╭─ Data shown

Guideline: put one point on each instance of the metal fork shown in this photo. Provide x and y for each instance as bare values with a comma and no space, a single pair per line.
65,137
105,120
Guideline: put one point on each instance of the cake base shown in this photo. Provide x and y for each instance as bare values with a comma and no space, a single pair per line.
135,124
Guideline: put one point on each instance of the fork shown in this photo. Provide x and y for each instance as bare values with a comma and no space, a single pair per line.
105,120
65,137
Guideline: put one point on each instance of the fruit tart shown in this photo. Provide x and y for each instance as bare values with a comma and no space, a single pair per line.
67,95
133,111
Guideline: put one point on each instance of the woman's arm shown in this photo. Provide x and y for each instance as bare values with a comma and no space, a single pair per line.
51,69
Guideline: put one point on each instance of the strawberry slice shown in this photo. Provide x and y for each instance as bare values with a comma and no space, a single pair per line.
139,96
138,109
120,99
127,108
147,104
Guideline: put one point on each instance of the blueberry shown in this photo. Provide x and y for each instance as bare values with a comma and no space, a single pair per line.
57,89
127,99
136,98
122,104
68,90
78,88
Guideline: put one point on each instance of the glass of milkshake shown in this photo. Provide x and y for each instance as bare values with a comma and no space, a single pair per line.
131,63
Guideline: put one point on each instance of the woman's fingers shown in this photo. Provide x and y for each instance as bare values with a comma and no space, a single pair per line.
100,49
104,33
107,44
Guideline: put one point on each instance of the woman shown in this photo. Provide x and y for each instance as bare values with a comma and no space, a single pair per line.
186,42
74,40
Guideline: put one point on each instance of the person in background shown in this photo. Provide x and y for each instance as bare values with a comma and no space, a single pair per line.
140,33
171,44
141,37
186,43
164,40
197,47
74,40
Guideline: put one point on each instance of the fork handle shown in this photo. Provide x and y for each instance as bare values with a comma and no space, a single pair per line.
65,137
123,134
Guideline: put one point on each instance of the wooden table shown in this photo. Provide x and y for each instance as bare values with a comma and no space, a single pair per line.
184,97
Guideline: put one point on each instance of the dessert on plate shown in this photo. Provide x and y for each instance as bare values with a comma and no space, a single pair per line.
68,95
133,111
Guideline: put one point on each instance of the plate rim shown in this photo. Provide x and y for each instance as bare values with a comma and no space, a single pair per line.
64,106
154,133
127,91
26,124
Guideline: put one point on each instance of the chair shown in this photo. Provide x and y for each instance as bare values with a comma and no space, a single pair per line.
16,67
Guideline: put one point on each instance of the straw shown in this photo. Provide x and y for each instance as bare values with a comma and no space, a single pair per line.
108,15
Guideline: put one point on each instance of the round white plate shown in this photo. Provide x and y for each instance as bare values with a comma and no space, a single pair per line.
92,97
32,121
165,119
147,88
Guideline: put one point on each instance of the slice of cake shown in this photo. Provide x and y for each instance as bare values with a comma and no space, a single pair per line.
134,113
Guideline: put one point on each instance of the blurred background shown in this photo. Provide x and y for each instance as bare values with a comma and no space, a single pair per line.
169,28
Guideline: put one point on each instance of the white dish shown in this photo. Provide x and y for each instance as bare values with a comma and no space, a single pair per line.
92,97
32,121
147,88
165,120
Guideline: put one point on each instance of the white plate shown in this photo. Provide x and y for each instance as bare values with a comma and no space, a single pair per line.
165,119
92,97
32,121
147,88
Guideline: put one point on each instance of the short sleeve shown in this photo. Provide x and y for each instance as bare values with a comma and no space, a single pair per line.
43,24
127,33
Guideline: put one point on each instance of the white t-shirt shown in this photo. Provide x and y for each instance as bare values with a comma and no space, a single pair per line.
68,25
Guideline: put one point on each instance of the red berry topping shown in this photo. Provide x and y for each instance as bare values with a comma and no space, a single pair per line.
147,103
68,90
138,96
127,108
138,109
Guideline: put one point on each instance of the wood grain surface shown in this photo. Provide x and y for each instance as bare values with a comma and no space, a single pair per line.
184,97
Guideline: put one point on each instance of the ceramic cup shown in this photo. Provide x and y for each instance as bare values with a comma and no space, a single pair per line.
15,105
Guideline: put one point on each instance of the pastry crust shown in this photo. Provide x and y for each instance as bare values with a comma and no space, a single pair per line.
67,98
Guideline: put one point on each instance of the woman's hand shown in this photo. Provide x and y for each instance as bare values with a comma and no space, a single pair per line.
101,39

╰─

#### Work order
Word for word, transcribe all of the records.

#### Your response
Guideline: put one point on each instance of the metal fork shown in this photo. Provide x and y for each instance as bare values with a comma and no space, a single pair per line.
65,137
105,120
Guideline: put one point on each instance of the cake base shown in this photo. Provide x and y for each instance as bare values with a comma and no space, a single pair per line.
135,124
Guideline: put one point on each instance of the fork shown in this photo. Provide x and y for each instance as bare values with a comma and no space, a single pair per line.
105,120
65,137
Guideline: put one point on each instance of the fruit tart shown in this photo. Provide x and y for each instance as bare values with a comma and no space, a single pair per line.
67,95
133,111
Guideline: put one point on each instance of the woman's arm shown in this photo. Provide x and y for each instance as bare values with a comma and no space, a single pair per line.
51,69
Guideline: put one point on each instance of the strawberry slice shown in this photo. Provide x and y for each instance as bare values with a comma and no space, a single pair per line.
139,96
138,109
120,99
127,108
147,104
Guideline: put one point on each instance of the blueberry shown in this photo. Provide x and y for each instance as bare values with a comma and no space, a single pair per line.
57,89
127,99
136,98
122,104
68,90
78,88
Guideline: put one point on each instance of the glass of milkshake shown in this photo. Provide x and y for each instance as bare values with a comma and no space, a single pair per line.
131,63
Guideline: put one point on each instance of the woman's fingers shown in this photo. Provide x and y for each instance as bare values with a comma and no space, a single pair per line.
100,49
104,33
107,44
Guideline: put one point on each instance of the woman shown in this photo. Provide x and y for each instance as bare values with a comma and no space, a single pair per line.
186,42
74,40
Guideline: put one point on each instance of the person in background shown in this photo. Provide x and y for each instance as bare values with a comma and no space, a single pair per line.
140,33
171,44
141,37
186,43
164,40
197,47
74,40
Guideline: put one point on each instance of the fork handle shown in this photo. Provide x and y for each instance as bare values with a comma and no space, a single pair per line.
65,137
123,134
Guideline: put one point on each instance of the wooden table shown in this photo. Provide x and y for each instance as bare values with a comma and no space, a single pair per line.
184,97
Guideline: put one point on each instance of the dessert on plate shown in this photo. Provide x and y for each instance as bare values with a comma and no space, a single pair per line.
68,95
133,111
Guideline: put one point on each instance of the plate rim shown in this photo. Provide x and y for each instance as bare values with a comma and no space, a single pair per line.
64,106
154,133
127,91
26,124
Guideline: put one point on each instance of the chair shown in this photo. Provide x and y for each instance as bare values with a comma and no space, a single pair per line.
16,67
Guideline: put one point on each instance of the straw shown in this photo. Provide x and y for each instance as bare values with a comma and no space, a single pair per line.
108,15
Guideline: put one point on each instance of the round white plate shown in this photo. Provide x and y for each instance as bare values with a comma and no space, a single pair per line.
92,97
32,121
165,119
147,88
Guideline: put one point on each instance of the slice of cake shown in this photo. Provide x and y for each instance as bare values with a comma and no space, a single pair per line.
134,113
Guideline: put one point on each instance of the blurred background shown in this photo. Provide x and y for each instance as bare values with a comma and no space, a single pair per line.
169,28
Guideline: put one point on each instance of the white dish shown in this photo. Provide x and y for each instance as bare values with a comma and no space, a single pair per line.
92,97
32,121
147,88
165,120
Guideline: put one point on each instance of the white plate shown in this photo. Provide x and y for each instance as bare values with a comma and no space, a single pair per line.
165,119
92,97
32,121
147,88
Guideline: put one point on each instance of the short sleeve shown in this photo. Provide x and y for each instance as bare values with a comma and no space, a single pair per line.
43,24
127,33
Guideline: put one point on each instance of the white t-shirt shown in this photo. Provide x and y for each instance as bare values with a comma and no space, a single pair per line.
68,25
Guideline: put one point on each instance of the red berry topping shown in this photo. Provide x and y for each instance as bare values with a comma and no space, a single pair per line.
147,103
68,90
138,96
127,108
138,109
Guideline: put one point on each instance of the wood grain surface shown in this photo. Provide x and y for each instance as bare values with a comma and no space, a single pair per line.
184,97
Guideline: put one point on each instance of the ceramic cup shown in this photo. Provide x and y for each instance as bare values with a comma and no space, a single pair per line.
15,105
Guideline: put one point on each instance of the pastry crust shown in this photo. Provide x and y for each instance as bare values with a comma and no space, a single pair per line.
67,98
Guideline: put one point on each instance of the woman's hand shown in this photo. Provide x and y for each instance as bare values with a comma and no space, a single pair per line.
101,39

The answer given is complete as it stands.